## TASK DESCRIPTION
Everything from the line that contains "Review step: verify that every instance of the mountain" through the final line of the records should be written out exactly, and nothing outside that span.

## SUPPLIED ENTRIES
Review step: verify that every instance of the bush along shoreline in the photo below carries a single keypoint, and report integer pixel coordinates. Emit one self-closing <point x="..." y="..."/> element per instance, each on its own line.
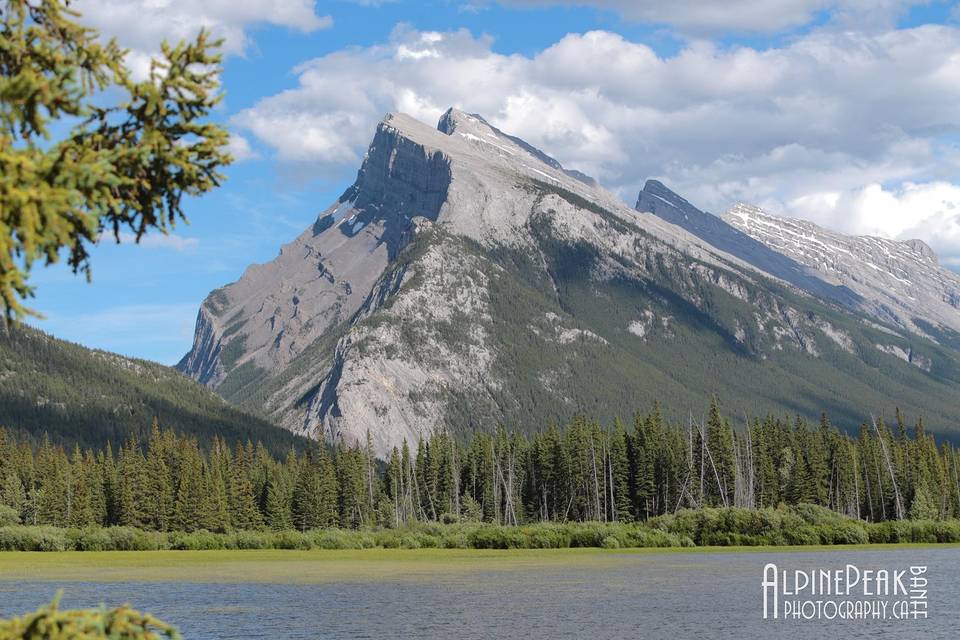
<point x="650" y="472"/>
<point x="722" y="527"/>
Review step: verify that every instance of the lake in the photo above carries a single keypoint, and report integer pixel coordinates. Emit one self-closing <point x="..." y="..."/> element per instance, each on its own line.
<point x="528" y="595"/>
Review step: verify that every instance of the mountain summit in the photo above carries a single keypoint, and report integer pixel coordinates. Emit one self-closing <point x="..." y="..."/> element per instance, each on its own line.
<point x="466" y="279"/>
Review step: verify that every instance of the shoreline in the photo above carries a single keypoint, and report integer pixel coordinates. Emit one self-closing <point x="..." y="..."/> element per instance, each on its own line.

## ANSWER
Review step: verify that every instance of the mountain summit in the photo above carries a single keypoint, and report integer pixel coordinates. Emit one self-closing <point x="..." y="..."/> element per instance, each on its own line.
<point x="466" y="279"/>
Review step: verify that every instance of the shoreline in the photo above carries a single keypoint, and report integer pixel coordinates. Emit one self-closing <point x="..." y="..."/> element per instance, each on its own line.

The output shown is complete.